# DATA

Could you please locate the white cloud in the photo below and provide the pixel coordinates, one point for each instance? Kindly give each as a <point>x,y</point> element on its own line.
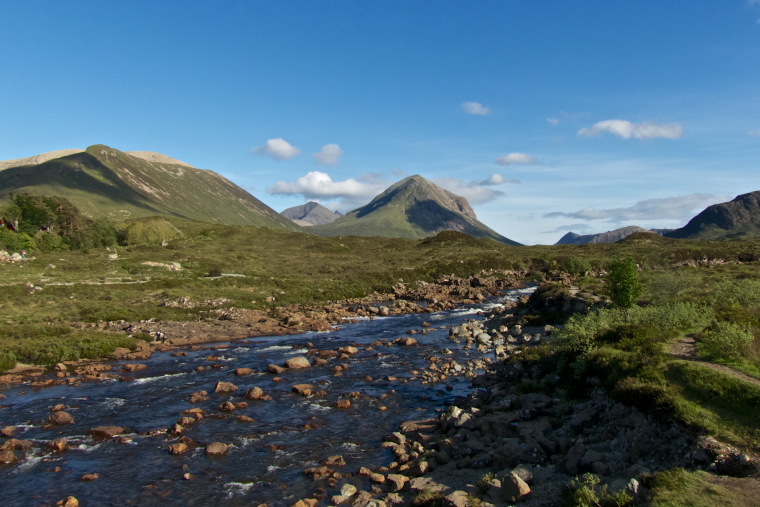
<point>679,207</point>
<point>318,185</point>
<point>517,158</point>
<point>627,130</point>
<point>278,149</point>
<point>328,155</point>
<point>476,108</point>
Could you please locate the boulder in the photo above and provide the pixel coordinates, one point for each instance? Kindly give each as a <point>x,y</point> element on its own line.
<point>60,418</point>
<point>216,449</point>
<point>106,431</point>
<point>298,362</point>
<point>225,388</point>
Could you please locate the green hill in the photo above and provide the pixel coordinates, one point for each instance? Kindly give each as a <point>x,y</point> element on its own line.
<point>739,218</point>
<point>106,183</point>
<point>412,208</point>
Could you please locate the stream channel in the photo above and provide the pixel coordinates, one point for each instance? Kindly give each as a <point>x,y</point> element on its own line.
<point>265,461</point>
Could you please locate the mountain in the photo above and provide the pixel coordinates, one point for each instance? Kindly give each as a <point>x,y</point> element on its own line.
<point>106,183</point>
<point>572,238</point>
<point>739,218</point>
<point>411,208</point>
<point>311,213</point>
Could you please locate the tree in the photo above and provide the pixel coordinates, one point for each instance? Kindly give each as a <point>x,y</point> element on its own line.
<point>623,283</point>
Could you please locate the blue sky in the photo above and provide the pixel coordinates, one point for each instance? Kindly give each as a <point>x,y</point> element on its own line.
<point>592,114</point>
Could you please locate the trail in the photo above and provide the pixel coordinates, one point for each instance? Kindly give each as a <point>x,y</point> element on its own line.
<point>685,348</point>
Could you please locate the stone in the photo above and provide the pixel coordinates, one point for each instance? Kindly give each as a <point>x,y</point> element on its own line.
<point>254,393</point>
<point>106,431</point>
<point>60,418</point>
<point>225,388</point>
<point>514,489</point>
<point>277,370</point>
<point>216,449</point>
<point>298,362</point>
<point>458,498</point>
<point>57,445</point>
<point>348,490</point>
<point>178,448</point>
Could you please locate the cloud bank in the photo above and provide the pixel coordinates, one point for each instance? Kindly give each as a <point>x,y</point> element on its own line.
<point>328,155</point>
<point>627,130</point>
<point>679,207</point>
<point>278,149</point>
<point>476,108</point>
<point>517,158</point>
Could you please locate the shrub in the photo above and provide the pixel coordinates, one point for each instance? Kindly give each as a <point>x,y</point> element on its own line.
<point>726,339</point>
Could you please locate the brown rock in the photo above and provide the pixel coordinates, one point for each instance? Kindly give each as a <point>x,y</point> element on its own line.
<point>225,388</point>
<point>58,445</point>
<point>303,389</point>
<point>60,418</point>
<point>178,448</point>
<point>277,370</point>
<point>216,449</point>
<point>298,362</point>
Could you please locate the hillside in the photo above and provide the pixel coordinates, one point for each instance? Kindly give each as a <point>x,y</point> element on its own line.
<point>412,208</point>
<point>107,183</point>
<point>311,213</point>
<point>739,218</point>
<point>572,238</point>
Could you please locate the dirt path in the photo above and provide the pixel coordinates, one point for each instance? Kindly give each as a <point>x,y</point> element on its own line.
<point>685,348</point>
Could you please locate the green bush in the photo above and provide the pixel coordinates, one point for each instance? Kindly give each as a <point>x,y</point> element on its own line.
<point>726,339</point>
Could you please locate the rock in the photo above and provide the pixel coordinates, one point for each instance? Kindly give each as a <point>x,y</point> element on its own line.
<point>9,431</point>
<point>216,449</point>
<point>60,418</point>
<point>57,445</point>
<point>225,388</point>
<point>348,490</point>
<point>514,489</point>
<point>134,367</point>
<point>106,431</point>
<point>254,393</point>
<point>8,457</point>
<point>303,389</point>
<point>298,362</point>
<point>277,370</point>
<point>458,498</point>
<point>396,482</point>
<point>334,461</point>
<point>178,448</point>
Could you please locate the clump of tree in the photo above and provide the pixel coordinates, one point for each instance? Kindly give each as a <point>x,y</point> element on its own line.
<point>50,223</point>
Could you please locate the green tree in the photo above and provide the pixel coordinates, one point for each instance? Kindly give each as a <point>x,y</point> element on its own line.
<point>623,283</point>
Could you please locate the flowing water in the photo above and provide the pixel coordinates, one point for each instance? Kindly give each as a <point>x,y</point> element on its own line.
<point>266,458</point>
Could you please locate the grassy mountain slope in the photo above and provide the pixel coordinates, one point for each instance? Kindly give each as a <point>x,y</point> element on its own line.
<point>104,182</point>
<point>739,218</point>
<point>412,208</point>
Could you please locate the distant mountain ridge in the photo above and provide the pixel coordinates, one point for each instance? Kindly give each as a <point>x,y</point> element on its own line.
<point>572,238</point>
<point>105,182</point>
<point>311,213</point>
<point>411,208</point>
<point>733,219</point>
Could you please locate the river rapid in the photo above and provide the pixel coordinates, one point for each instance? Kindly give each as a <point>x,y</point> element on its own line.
<point>264,464</point>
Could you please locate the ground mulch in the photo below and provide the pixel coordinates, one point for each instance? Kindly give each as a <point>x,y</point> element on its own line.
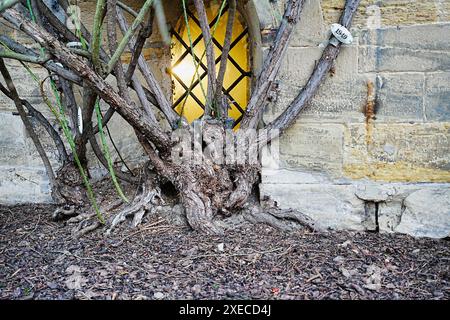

# PROMPT
Copy everything from the line containing "Could you please locate the mountain" down to the line containing "<point>592,114</point>", and replace "blue sky" with "clear sky". Change nothing else.

# WORKED ANSWER
Could you please locate the mountain in the photo above and provide the pixel coordinates, one point for each instance? Kindly give each as a <point>x,y</point> element on its own line.
<point>106,183</point>
<point>572,238</point>
<point>739,218</point>
<point>411,208</point>
<point>311,213</point>
Could you please locate the tree in the photo above and provide the pixel coordinates, one point for each instance? Kindly give each as a <point>x,y</point> element on its own line.
<point>623,283</point>
Could you please locate the clear sky in the photo above and provide the pixel coordinates, one point for each instance? Kindly give each as a <point>x,y</point> element on its own line.
<point>592,114</point>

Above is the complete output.